● TEXTO SELECCIONADO
******************************
Me quedan 2,319 sábados de vida. Mañana 2,318. Parecen muchos. Dependerá del observador. A mi padre le quedan 910 y a mi madre 597. Aquí sí hay poco espacio para el optimismo. No pienso en ello a menudo porque mi corazón duele. Vivimos ignorando la muerte porque es cómodo. Fácil.
Hice estos cálculos basados en datos del Inegi sobre la esperanza de vida. El más reciente. Mis abuelas maternas murieron pasado los 80 y 90 años, así que tal vez mi madre y padre vivan más de lo estimado. No podría asegurarlo. Me gusta pensar que sí, pero sus cuerpos cansados de tanto trabajar quizás tengan otros datos.
Mi madre trabaja en un condominio. Lleva ahí toda su vida. Se encarga de limpiar el lugar con productos químicos varios. Recuerdo el cloro y el ácido. Sabe que debe usar protección en cara y cuerpo, pero como le producen bochorno, los deja a un lado y continúa su labor a piel expuesta.
Nunca le pasó nada. Ni un accidente. Sin embargo, sus ojos vulnerables a los vapores del ácido han resentido y el color café oscuro de sus iris se ha casi borrado, reemplazado por un gris intenso. Si existen leyes estatales en Guerrero que obliguen al empleador a usar protección al manejar productos químicos, mi madre nunca las conoció. Ni directivos o gerentes se tomaron la molestia de indicarle el peligro.
Mi padre no se expone a eso, solo a desvelos de 24 horas anuales por el Año Nuevo. No hay historial cardiaco en su familia, aunque los excesos laborales lo tienen sin descanso hasta un mes completo. Aparte, le encanta la coca cola, igual que a mi madre. Ese dulce, dulce veneno que deja a México sin agua y a la población enferma.
Quizás les queden más sábados. No lo sé. Prefiero ser optimista. ¿Tengo alternativa?
******************************
● POR HACER
¿Puedes prolongar el texto sobre los sábados de vida que quedan, empezando justo después de su última oración?

● EXTRACTOS DE REGISTROS
******************************
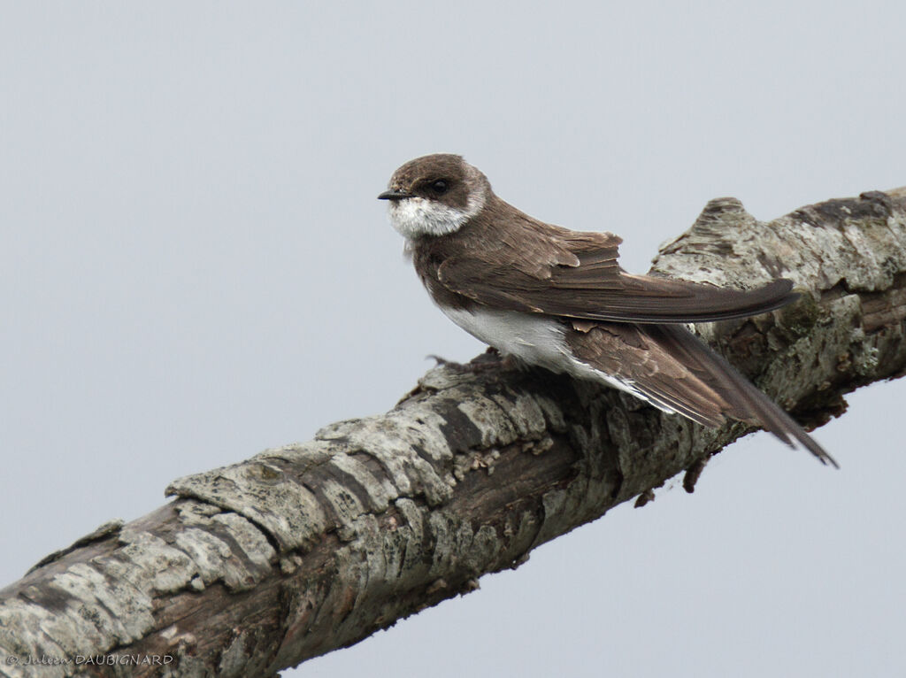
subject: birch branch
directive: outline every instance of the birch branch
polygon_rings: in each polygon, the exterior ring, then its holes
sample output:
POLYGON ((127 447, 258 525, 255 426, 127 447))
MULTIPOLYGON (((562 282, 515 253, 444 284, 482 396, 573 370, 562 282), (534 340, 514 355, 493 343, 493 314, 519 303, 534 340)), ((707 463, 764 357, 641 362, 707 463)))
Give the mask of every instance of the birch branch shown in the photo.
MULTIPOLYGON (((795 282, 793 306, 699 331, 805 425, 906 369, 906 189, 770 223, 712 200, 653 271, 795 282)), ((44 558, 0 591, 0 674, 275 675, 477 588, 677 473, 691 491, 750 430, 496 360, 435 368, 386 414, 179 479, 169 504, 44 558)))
******************************
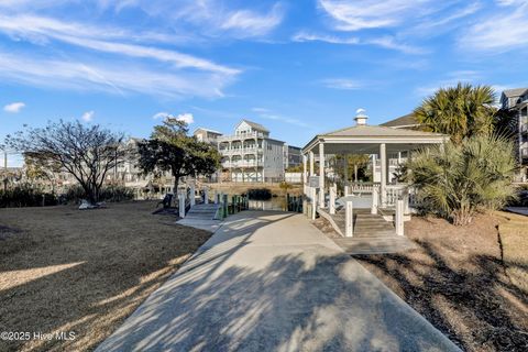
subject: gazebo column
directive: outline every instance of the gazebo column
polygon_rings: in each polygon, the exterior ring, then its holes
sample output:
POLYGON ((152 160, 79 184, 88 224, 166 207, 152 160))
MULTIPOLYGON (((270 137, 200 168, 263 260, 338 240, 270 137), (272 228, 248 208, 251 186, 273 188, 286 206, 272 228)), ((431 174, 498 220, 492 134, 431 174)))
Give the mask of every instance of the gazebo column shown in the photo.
******************************
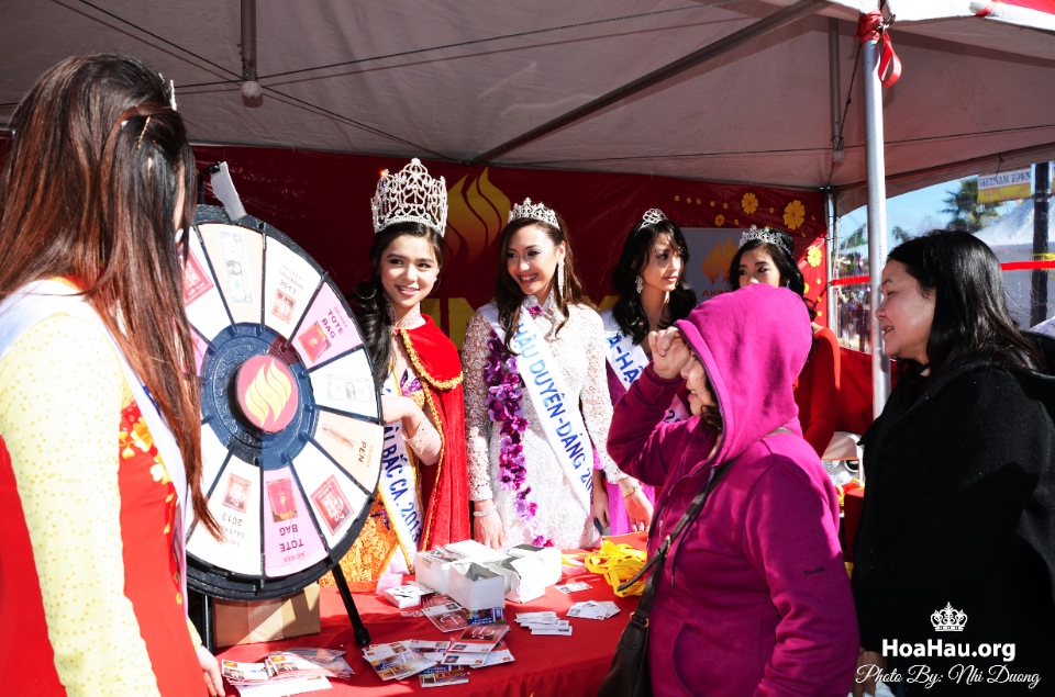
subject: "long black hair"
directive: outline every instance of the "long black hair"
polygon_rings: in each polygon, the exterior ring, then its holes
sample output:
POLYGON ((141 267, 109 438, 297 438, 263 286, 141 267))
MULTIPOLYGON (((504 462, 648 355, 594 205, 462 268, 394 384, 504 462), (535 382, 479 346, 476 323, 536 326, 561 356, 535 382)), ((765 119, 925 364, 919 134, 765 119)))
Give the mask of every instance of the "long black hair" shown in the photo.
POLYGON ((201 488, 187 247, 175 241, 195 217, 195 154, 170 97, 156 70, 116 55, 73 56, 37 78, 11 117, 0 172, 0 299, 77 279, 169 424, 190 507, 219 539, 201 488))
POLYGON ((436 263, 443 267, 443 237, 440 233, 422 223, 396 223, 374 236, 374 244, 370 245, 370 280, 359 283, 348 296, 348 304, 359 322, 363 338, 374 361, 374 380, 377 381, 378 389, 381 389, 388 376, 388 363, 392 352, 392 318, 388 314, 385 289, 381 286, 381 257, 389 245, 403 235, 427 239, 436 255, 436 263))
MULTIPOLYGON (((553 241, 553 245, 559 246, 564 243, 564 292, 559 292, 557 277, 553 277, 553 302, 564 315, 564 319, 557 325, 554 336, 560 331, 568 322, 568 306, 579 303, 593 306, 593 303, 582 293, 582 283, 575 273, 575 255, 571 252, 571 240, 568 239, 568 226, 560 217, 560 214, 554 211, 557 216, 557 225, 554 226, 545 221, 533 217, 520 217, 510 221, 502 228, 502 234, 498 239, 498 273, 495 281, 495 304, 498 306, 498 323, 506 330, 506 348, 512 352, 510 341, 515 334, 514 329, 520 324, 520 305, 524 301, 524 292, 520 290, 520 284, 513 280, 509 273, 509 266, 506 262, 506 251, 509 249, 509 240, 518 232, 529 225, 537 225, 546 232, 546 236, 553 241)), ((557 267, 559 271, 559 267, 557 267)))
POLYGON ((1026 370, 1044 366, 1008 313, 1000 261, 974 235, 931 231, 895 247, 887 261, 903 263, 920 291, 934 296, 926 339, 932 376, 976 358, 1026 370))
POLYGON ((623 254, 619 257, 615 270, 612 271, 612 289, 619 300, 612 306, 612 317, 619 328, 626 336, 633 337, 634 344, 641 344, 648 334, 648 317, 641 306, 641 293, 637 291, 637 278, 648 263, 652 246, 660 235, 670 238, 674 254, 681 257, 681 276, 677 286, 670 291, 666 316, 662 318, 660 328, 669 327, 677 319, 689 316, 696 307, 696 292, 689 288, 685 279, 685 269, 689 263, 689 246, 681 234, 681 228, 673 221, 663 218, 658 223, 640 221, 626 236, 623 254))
******************************
● RESPUESTA
Pienso en mi hermano Gabriel, que murió joven, a los 19 años, meses antes de que cumpliera 20. Me visitó un par de veces en el Estado de México. Pensé que todavía teníamos mucho tiempo. No recuerdo el mes exacto, pero aún era pandemia. Fue en 2021. Lo fui a dejar a Tasqueña. Le di un cubrebocas y lo abracé. Él me miró normal, yo quise decirle algo más, quizás un te quiero, un cuídate mucho, bro, pero nada me salió.
Lo vi a inicios de 2023. Ya estaba enfermo. Bajó de peso, pero no lo noté. Nadie lo notó. El cáncer es así. Al regresar a casa no recordé ni un solo momento junto a él. Yo estaba preocupado por la cotidianidad y el trabajo. Siempre el trabajo. Le quedaban a mi hermano 21 sábados, aunque no fue la última vez que lo vi.
Lo visité cuando su enfermedad estaba avanzada. Le quedaban dos sábados. Me despedí de él muy cordial, lo abracé y me conmoví, pero no lloré. Me dijeron que él sí lo hizo cuando me fui. Ya no volví a verlo hasta el féretro.
Cuando pienso en la muerte me doy cuenta lo poco que duramos. Cuando conocí a mi suegro Servando era yo un adolescente. Era 2006. Él murió en 2021. Solo 15 años.
No sé cuántos sábados tengo. Ojalá hubiera tenido más con Gabriel. Ya para qué pensar en ello. En lo que no fue, lo que no pasó, la irrealización por siempre.
Me quedarán 2,318 sábados, pero tal como los números pintan el escenario desolador, también lo transmutan en algo esperanzador. Aún tengo 16 mil días por delante. 16 mil oportunidades. Hagamos que valgan la pena.